[Source records]
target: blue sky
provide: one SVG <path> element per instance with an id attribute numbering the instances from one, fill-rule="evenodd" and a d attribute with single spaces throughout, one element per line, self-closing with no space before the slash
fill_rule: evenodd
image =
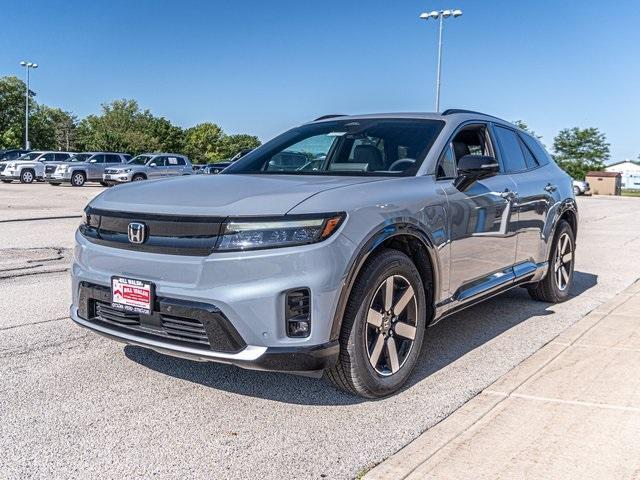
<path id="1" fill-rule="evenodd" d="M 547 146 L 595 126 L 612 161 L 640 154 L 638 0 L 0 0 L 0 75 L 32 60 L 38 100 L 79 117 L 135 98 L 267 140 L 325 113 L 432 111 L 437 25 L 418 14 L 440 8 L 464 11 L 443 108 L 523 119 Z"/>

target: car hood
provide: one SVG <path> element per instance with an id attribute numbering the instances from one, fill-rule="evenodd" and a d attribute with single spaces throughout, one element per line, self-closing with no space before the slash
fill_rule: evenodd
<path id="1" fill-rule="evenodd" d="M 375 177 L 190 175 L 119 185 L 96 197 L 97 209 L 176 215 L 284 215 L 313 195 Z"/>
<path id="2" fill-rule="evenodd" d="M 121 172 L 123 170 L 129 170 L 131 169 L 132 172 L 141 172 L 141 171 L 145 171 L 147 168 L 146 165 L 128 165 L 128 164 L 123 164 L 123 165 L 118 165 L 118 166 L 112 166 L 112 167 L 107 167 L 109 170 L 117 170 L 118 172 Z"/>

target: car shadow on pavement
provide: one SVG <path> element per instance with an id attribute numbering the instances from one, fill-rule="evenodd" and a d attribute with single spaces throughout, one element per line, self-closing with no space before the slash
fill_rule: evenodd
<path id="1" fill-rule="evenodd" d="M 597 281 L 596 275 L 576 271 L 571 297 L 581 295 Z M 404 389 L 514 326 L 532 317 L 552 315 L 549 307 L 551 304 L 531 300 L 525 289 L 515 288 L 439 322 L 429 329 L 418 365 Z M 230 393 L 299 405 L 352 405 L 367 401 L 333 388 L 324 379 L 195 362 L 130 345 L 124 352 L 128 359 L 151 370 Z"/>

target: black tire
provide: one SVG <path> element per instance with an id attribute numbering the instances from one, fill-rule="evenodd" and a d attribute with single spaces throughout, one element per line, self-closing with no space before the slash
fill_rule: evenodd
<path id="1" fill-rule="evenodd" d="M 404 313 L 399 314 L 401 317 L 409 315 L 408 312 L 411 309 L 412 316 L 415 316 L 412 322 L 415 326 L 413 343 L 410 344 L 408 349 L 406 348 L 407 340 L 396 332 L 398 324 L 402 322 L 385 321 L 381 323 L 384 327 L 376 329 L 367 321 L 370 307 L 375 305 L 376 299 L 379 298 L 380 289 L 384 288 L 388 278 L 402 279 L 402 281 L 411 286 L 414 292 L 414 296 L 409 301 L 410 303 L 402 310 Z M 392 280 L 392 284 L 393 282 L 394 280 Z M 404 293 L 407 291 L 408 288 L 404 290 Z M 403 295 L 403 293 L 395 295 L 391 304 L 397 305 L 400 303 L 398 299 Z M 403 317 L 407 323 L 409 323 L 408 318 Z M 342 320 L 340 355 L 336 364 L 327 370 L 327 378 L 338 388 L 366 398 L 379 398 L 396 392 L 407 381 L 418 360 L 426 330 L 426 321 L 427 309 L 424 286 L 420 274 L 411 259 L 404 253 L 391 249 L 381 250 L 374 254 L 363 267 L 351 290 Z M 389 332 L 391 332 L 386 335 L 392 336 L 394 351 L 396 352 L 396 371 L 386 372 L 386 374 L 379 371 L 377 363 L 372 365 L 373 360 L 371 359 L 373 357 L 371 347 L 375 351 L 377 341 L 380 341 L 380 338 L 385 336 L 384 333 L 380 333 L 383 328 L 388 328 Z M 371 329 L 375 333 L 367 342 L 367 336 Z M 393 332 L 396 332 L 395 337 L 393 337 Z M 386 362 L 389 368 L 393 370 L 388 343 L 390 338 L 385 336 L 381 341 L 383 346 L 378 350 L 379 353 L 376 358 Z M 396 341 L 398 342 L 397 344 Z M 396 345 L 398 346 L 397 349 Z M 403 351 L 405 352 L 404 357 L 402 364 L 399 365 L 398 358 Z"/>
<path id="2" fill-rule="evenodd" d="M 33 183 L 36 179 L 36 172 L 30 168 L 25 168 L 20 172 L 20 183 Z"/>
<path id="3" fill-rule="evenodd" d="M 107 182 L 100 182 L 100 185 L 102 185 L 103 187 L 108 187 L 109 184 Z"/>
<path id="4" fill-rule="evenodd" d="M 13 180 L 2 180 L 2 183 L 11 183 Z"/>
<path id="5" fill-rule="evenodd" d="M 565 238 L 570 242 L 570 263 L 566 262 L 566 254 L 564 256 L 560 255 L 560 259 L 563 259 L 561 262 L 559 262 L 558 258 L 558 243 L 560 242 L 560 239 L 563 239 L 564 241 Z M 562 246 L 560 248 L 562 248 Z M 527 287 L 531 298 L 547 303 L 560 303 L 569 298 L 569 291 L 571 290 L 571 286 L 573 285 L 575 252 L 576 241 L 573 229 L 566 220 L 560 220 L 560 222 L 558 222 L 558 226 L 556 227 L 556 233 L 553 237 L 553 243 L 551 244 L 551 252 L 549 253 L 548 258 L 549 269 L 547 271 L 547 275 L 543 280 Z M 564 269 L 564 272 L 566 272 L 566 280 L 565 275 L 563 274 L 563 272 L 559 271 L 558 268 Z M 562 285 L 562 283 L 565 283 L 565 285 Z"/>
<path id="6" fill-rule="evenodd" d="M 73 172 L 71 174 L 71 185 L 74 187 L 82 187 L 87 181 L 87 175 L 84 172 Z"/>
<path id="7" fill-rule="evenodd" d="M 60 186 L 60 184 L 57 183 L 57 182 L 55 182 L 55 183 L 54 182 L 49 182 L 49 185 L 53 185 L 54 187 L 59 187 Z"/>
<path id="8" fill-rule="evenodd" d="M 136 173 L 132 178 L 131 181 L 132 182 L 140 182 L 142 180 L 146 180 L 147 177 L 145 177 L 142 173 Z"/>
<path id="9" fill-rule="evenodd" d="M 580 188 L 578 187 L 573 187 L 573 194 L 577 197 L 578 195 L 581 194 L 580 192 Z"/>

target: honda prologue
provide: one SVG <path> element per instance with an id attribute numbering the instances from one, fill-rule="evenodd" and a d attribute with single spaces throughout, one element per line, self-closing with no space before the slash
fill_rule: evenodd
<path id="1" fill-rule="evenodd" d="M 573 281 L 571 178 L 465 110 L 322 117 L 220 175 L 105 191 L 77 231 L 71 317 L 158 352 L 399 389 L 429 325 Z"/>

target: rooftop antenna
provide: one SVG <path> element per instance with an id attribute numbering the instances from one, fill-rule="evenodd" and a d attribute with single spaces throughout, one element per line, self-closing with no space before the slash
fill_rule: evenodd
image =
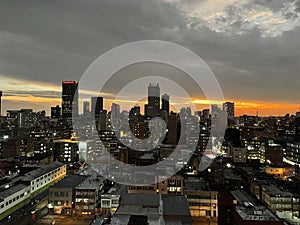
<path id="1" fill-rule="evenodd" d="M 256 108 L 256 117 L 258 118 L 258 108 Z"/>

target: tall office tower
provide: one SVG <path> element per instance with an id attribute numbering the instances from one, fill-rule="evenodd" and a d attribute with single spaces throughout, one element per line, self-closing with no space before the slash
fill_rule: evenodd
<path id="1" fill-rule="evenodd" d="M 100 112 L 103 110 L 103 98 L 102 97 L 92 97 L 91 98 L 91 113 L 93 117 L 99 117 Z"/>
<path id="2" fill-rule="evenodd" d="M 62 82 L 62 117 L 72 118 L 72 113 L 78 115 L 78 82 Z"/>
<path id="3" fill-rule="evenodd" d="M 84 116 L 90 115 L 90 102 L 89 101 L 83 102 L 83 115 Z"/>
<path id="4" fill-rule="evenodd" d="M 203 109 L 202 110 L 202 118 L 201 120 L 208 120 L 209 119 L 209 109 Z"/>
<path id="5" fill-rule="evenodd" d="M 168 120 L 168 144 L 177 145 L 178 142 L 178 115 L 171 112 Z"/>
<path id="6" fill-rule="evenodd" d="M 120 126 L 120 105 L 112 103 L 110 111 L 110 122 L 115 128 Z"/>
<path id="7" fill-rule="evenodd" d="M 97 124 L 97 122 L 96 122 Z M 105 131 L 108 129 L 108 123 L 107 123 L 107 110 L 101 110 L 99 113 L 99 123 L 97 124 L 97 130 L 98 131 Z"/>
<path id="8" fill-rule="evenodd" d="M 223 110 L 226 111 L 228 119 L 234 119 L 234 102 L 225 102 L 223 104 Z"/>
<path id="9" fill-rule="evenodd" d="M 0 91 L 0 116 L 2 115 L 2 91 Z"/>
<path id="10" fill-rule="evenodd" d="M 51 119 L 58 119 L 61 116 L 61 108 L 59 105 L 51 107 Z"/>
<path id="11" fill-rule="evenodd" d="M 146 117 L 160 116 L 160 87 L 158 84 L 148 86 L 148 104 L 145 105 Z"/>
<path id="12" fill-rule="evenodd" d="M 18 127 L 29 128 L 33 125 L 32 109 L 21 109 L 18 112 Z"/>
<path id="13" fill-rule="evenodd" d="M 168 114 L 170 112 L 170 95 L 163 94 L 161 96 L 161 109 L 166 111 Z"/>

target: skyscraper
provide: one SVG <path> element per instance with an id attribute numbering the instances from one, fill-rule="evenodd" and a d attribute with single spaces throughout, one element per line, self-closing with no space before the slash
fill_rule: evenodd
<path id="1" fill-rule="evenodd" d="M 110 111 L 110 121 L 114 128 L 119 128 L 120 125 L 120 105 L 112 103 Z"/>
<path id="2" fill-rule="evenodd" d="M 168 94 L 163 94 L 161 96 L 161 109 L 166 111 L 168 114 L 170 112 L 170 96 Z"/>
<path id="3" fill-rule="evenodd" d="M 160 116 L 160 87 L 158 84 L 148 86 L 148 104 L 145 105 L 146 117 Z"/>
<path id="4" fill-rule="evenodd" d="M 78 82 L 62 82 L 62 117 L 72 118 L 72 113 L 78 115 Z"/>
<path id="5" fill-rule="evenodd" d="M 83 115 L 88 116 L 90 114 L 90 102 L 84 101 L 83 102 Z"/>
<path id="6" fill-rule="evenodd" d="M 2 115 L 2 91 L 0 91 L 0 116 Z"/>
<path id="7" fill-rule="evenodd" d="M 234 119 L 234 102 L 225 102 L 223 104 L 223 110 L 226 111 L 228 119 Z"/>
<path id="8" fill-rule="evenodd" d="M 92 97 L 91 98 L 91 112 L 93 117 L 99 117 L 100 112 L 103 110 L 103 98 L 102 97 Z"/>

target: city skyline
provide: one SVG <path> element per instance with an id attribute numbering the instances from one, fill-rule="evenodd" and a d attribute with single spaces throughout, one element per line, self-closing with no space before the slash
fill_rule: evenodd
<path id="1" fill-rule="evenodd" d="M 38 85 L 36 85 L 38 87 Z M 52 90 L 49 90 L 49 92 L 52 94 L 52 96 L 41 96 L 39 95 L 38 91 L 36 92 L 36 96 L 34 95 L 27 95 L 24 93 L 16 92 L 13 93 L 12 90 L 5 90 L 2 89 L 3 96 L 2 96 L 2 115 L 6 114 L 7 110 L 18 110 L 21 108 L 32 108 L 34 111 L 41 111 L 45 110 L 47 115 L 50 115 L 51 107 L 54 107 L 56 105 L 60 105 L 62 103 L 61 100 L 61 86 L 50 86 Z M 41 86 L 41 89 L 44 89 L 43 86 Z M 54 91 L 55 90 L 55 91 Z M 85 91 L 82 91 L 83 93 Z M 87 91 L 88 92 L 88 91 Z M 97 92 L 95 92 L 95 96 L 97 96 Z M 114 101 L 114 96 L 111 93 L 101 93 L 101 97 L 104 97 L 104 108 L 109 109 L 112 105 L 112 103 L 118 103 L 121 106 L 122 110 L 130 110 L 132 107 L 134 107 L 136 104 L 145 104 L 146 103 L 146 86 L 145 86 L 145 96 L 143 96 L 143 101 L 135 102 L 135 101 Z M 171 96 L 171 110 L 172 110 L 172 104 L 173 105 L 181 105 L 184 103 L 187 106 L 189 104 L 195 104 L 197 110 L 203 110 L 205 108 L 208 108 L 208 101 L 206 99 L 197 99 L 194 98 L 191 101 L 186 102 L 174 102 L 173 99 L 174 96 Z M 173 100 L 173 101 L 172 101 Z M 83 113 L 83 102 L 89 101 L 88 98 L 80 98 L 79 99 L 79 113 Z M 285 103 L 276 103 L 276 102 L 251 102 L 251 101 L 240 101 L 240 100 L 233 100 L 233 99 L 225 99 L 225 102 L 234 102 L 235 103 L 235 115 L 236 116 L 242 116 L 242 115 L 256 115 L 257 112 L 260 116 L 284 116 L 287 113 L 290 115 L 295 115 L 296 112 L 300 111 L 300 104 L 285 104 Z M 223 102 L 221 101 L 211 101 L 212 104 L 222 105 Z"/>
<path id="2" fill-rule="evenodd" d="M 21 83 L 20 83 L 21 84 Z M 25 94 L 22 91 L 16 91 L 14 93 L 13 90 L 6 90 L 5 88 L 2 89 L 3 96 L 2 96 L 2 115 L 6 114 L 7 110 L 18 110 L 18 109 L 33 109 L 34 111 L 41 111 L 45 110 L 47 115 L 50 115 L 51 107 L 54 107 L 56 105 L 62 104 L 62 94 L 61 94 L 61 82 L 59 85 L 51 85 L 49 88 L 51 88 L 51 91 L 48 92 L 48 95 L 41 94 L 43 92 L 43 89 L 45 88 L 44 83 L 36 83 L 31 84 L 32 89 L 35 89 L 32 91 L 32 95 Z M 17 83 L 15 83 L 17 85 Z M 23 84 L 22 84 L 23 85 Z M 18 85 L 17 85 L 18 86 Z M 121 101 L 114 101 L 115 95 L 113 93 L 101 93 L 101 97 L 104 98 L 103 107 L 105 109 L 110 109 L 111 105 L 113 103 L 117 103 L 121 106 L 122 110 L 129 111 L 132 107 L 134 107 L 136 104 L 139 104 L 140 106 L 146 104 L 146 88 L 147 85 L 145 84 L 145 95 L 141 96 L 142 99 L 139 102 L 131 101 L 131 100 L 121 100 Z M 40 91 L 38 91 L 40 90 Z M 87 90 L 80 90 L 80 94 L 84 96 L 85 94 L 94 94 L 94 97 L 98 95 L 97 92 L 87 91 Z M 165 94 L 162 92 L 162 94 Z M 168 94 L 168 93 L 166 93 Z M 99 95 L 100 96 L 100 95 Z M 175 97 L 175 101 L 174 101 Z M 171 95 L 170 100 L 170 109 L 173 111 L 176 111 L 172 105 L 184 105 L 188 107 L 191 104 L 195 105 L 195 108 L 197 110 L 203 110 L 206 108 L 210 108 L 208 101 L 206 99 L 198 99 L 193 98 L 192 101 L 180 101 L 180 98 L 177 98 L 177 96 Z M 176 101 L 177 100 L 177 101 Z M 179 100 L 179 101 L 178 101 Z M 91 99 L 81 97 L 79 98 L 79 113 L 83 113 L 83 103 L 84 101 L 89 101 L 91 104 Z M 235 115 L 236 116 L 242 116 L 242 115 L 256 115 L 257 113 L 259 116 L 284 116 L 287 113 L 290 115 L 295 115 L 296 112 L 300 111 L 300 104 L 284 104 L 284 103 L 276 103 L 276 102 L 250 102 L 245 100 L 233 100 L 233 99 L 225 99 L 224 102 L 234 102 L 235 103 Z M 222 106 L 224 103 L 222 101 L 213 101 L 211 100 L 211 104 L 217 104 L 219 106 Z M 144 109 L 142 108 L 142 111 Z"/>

• _About this exercise_
If a line falls between the first line of the records above and the line containing "target: car hood", inclusive, retype it exactly; leave pictures out.

• _Solution to the exercise_
target: blue sky
provide: one SVG <path> element per instance with an id attribute numbering the instances from one, fill-rule="evenodd" and a d attribute with single spaces throughout, one element per line, self-closing with no space before the slash
fill_rule: evenodd
image =
<path id="1" fill-rule="evenodd" d="M 547 146 L 595 126 L 612 161 L 640 154 L 638 0 L 0 0 L 0 75 L 32 60 L 38 100 L 79 117 L 135 98 L 267 140 L 325 113 L 432 111 L 437 25 L 418 14 L 440 8 L 464 11 L 443 108 L 523 119 Z"/>

target: car hood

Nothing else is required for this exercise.